----- RECORDS SUPPLIED -----

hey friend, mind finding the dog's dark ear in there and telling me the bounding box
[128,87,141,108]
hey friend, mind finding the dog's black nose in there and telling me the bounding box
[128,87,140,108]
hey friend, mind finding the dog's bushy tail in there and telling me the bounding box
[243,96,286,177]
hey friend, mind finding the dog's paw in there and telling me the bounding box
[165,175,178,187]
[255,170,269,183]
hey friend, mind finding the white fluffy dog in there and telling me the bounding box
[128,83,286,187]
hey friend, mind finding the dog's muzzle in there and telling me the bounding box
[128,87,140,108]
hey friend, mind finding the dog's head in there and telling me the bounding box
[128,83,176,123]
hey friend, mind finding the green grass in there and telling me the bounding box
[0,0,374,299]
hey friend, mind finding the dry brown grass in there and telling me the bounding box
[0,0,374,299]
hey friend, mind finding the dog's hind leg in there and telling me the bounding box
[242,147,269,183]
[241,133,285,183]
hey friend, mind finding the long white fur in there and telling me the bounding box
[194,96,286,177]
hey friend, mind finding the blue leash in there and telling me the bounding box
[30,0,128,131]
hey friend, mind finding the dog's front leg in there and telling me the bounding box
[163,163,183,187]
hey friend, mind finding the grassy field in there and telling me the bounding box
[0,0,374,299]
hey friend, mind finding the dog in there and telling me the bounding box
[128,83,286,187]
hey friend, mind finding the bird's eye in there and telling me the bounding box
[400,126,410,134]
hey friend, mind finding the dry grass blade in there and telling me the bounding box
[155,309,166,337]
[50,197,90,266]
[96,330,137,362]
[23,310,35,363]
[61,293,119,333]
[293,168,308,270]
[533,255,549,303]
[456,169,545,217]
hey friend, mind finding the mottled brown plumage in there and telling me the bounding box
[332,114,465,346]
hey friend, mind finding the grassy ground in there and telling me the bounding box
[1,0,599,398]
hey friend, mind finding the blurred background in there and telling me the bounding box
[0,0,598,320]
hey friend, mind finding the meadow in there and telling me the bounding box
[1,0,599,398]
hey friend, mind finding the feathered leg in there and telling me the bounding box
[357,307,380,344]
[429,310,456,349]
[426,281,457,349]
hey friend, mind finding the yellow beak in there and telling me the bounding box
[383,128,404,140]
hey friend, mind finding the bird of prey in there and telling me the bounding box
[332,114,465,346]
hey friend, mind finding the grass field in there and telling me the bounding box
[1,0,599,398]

-----

WORK REQUIRED: All entries above should be duplicated exactly, none omitted.

REPLY TO THE TASK:
hey friend, mind finding the dog's dark ear in there and telling me the bounding box
[128,87,141,108]
hey friend, mind finding the dog's black nose in there and telling me the bounding box
[128,87,140,108]
hey friend, mind finding the dog's bushy tail in there and telling me the bounding box
[243,96,286,177]
hey friend, mind finding the dog's paw in there and telling me the bounding box
[165,175,178,187]
[255,170,269,183]
hey friend, mind finding the white fluffy dog in there and telling me the bounding box
[128,83,286,187]
hey friend, mind finding the dog's muzzle in there and telling me the bounding box
[128,87,140,108]
hey friend, mind finding the dog's head in there and telling me the bounding box
[128,83,176,123]
hey friend, mind finding the green grass in there and telling me the bounding box
[0,0,374,299]
hey friend, mind finding the dry brown grass in there and telling me the bounding box
[0,0,374,299]
hey friend, mind finding the dog's hind leg in there and telling me the bounding box
[242,147,269,183]
[241,133,285,183]
hey friend, mind finding the long white fur in there and telling me the bounding box
[194,96,286,177]
hey friend, mind finding the blue leash in there and telling me the bounding box
[30,0,128,131]
hey friend, mind finding the dog's front leg in there and telling me the bounding box
[163,163,183,187]
hey friend, mind finding the grassy field in there and telling me the bounding box
[0,0,374,299]
hey friend, mind finding the dog in there and telling me the bounding box
[128,83,286,187]
hey friend, mind finding the bird's eye in there and telling me the bounding box
[400,126,410,134]
hey friend, mind finding the dry grass blade in there and telling me the bounding box
[155,309,166,337]
[50,197,90,266]
[96,330,137,362]
[23,310,35,363]
[61,293,119,333]
[293,168,308,270]
[533,255,549,303]
[456,169,545,217]
hey friend, mind finding the mottled brown plumage in there and telling me the bounding box
[332,114,465,346]
hey friend, mind finding the grassy ground in there and telling me the bounding box
[1,0,599,398]
hey friend, mind finding the blurred background in there and telling me the bounding box
[0,0,598,320]
hey friend, mind finding the meadow in there and telling me the bounding box
[1,0,599,398]
hey friend, mind finding the feathered leg in there and telling me the bounding box
[357,307,380,344]
[429,310,456,349]
[426,281,457,349]
hey friend, mind finding the yellow beak in there and telling me the bounding box
[383,128,404,140]
hey friend, mind finding the bird of prey in there and telling me the bounding box
[332,114,465,346]
hey friend, mind finding the grass field in there and telling me the bounding box
[1,0,599,398]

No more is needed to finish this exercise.